» **Consignes**
**1.** Selon le passage sur l'entraînement en trail, quelle distance compte la première course ultra prévue en août ?
**2.** Prolongez le passage sur l'entraînement en trail à partir de sa dernière phrase.

» **Passage cité**

------------------------

Toute l’année durant, je me suis entraînée rigoureusement, allant rejoindre la plus belle des gangs au Club de trail de Bromont, deux fois par semaine, donnant tout ce que j’avais. Des intervalles de montées à -25 degrés un mercredi soir, « why not? » Une longue sortie, tôt un samedi matin, dans les sentiers glacés, bien sûr, si  c’est en bonne compagnie. Souvent, durant des entraînements laborieux, qui se présentaient régulièrement, disons-le, je gardais en tête mon ultra : ma première course de 50 km en août prochain. Je poussais, en me disant que pendant cette journée, je serais bien contente de m’être dépassée pendant l’entraînement, que ça me rendait plus forte, plus endurante.

Alors, hier, ça été comme un deuil. Ce qui est important de comprendre, c’est que ce n’est pas qu’une compétition. Il ne s’agit pas seulement d’une journée à courir dans les magnifiques sentiers de la Mauricie : il s’agit de centaines d’heures et de kilomètres à faire le plein et le vide en entraînement, de merveilleux moments passés avec ma gang de coureurs qui me sont chers, et qui me poussent à devenir une meilleure version de moi-même. Ça sonne cliché comme ça ne se peut pas, mais c’est totalement ça.

------------------------

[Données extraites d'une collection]
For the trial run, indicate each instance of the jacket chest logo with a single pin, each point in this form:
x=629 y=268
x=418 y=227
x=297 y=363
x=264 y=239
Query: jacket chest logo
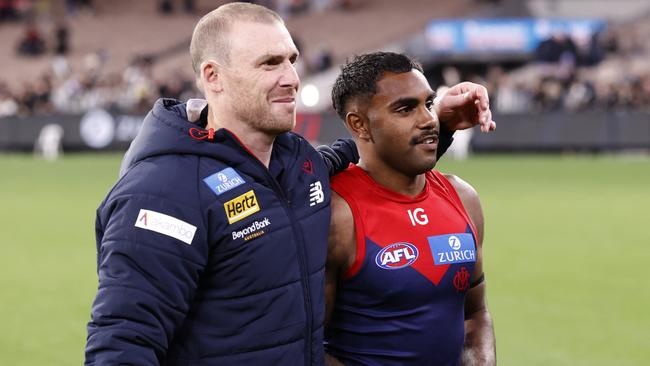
x=316 y=194
x=241 y=207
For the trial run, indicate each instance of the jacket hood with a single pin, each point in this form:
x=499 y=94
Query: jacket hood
x=167 y=130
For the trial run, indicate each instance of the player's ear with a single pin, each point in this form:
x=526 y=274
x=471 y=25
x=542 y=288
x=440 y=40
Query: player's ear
x=211 y=77
x=357 y=123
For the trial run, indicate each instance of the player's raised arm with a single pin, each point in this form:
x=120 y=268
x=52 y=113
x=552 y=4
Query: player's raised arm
x=479 y=347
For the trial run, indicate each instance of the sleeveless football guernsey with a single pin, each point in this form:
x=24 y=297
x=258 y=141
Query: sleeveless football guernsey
x=402 y=300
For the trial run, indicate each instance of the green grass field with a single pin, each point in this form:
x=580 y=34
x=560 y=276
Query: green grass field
x=566 y=246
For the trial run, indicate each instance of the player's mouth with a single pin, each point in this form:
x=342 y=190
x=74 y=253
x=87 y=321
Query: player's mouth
x=288 y=99
x=427 y=141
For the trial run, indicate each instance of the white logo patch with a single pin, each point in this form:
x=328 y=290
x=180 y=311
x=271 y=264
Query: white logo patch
x=316 y=193
x=166 y=225
x=418 y=216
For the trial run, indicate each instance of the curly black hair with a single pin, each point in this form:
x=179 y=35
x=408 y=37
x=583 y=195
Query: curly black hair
x=359 y=77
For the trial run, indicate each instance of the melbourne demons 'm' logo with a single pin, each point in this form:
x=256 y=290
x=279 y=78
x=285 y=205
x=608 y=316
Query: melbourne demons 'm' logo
x=395 y=256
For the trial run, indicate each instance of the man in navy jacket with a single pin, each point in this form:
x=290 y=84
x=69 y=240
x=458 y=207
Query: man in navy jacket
x=212 y=244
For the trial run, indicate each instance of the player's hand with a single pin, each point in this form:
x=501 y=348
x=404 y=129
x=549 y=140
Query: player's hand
x=463 y=106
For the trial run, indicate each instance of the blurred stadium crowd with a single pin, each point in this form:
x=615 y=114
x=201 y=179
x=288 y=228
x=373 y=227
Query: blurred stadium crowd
x=610 y=72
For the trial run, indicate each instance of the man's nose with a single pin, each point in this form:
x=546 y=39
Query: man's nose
x=428 y=119
x=289 y=76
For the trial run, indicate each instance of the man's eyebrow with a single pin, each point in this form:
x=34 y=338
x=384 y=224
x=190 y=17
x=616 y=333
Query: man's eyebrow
x=277 y=58
x=410 y=101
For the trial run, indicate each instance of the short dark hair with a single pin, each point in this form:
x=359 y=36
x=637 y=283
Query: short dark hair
x=359 y=77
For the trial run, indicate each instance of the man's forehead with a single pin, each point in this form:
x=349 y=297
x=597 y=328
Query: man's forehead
x=261 y=38
x=406 y=84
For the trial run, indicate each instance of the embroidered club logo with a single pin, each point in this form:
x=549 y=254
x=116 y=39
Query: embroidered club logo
x=461 y=280
x=241 y=207
x=396 y=256
x=452 y=248
x=224 y=180
x=308 y=167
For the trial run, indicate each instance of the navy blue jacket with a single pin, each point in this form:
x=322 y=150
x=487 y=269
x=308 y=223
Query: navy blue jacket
x=205 y=256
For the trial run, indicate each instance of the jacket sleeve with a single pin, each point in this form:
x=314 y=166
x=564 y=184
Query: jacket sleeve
x=149 y=262
x=338 y=156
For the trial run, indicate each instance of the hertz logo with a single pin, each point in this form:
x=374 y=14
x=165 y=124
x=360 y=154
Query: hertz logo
x=241 y=207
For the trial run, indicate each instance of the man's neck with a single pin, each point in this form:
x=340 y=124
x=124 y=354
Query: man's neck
x=260 y=144
x=392 y=179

------------------------

» **Réponses par consigne**
**1.** 50 km.

**2.**
En fait, il ne s’agit pas de l’annulation de mon principal événement de course, ni des autres, qui sont secondaires : il s’agit du retrait de l’accès aux sentiers. J’ai réalisé que le deuil, il est là. Depuis des semaines, je suis privée de ce qui correspond à mon troisième poumon et que je n’ai aucune idée du moment qu’aura lieu la greffe. La montagne, c’est tout autant un lieu de dépassement, de plaisir, d’adrénaline, de zénitude, de contemplation que de rencontres sociales. Elle m’est inaccessible et elle me manque. Hier, j’ai eu l’impression qu’on tirait le tapis sous mes pieds, d’être privée de mon oxygène.

Il y a aussi la FSA, Fondation des sports adaptés, qui brille par son absence en ce moment. Bien sûr, les sentiers ne sont pas praticables durant le dégel, mais je me réjouissais d’être de retour derrière le dahü. L’an dernier, je me suis impliquée avec cette fondation en fournissant mes jambes à ceux qui ne pouvaient se hisser aux sommets par leur propre moyen, et j’avais adoré ces expériences enrichissantes. Mais ce n’est que partie remise.

Ceci étant dit, bien que je me sois temporairement apitoyée sur mon sort, je n’ai pas l’intention d’agir en victime. Je voyais, dans ma planche à pagaie, une planche de salut. Par contre, je ne suis pas certaine qu’il me sera possible de m’y perdre, ou plutôt de m’y centrer aussi rapidement que le fait de fouler les sentiers.

Curieusement, ou pas, je suis en pleine lecture du livre de Deena Kastor, « Let your mind run », et j’ai débuté l’écoute d’une conférence de Mylène Paquette. Il y est question d’attitude et de perspective. Définitivement, c’est ce dont j’ai besoin en ce moment.

Alors, je vais devoir revoir les saisons qui s’offrent à moi avec un regard différent.  C’est sur le bitume que je me retrouve et, les pieds bien enracinés sur mon tapis de yoga, je conserverai mon équilibre.